**Отрывок документа**
··········

После казенщины и рутины петербургских придворных и "поддворных" театров Художественный театр захватывал. Интересовала и труппа его. Чеховские пьесы особенно волновали публику. Теперь лишь понято по-настоящему, что чеховские пьесы были пьесами не только прогрессивными, но и революционными именно потому, что ясно и неумолимо доказывали, что та жизнь, тот быт, который они описывали, обречены, должны исчезнуть, и те люди должны уступить место другим. Театр, в котором ставились такие пьесы, показывались такие образы, был передовым театром, и к нему тянулась молодежь и из-за него волновалось старшее поколение. Припоминаю многих теперь уже ушедших людей, посещавших тогда спектакли. Вот страстный поклонник театра А.Ф.Кони, с его черепом мыслителя и некрасивым, но привлекательным лицом, старый дипломат по виду, истый гуманист душой... Как интересно, между прочим, использовал он постановку "Юлия Цезаря". Знаменитый судебный деятель провел анкету среди видевших "Цезаря", прося ответить, как происходит сцена убийства Цезаря, и получил сотни разноречивых писем: кто писал, что Цезаря убивает Брут, кто -- что сразу несколько человек, ударом в грудь, несколькими ударами в спину, одним ударом в спину. Кони в дальнейшем приводил эту анкету в доказательство того, что нельзя безусловно полагаться на свидетельские показания.

··········

**Предоставленные записи**
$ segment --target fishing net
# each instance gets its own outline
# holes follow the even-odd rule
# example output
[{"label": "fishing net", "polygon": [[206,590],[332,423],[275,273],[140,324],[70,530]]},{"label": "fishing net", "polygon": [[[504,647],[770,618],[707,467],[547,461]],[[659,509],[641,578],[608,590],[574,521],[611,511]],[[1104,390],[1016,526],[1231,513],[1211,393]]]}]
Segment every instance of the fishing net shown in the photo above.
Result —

··········

**Что сделать**
Почему, согласно отрывку о Художественном театре, чеховские пьесы были не только прогрессивными, но и революционными? Ответьте в одном–трех предложениях. Опирайтесь только на отрывок, а не на записи.

**Результат**
Они ясно и неумолимо доказывали, что описанные в них жизнь и быт обречены и должны исчезнуть. Люди, которых они изображали, должны были уступить место другим.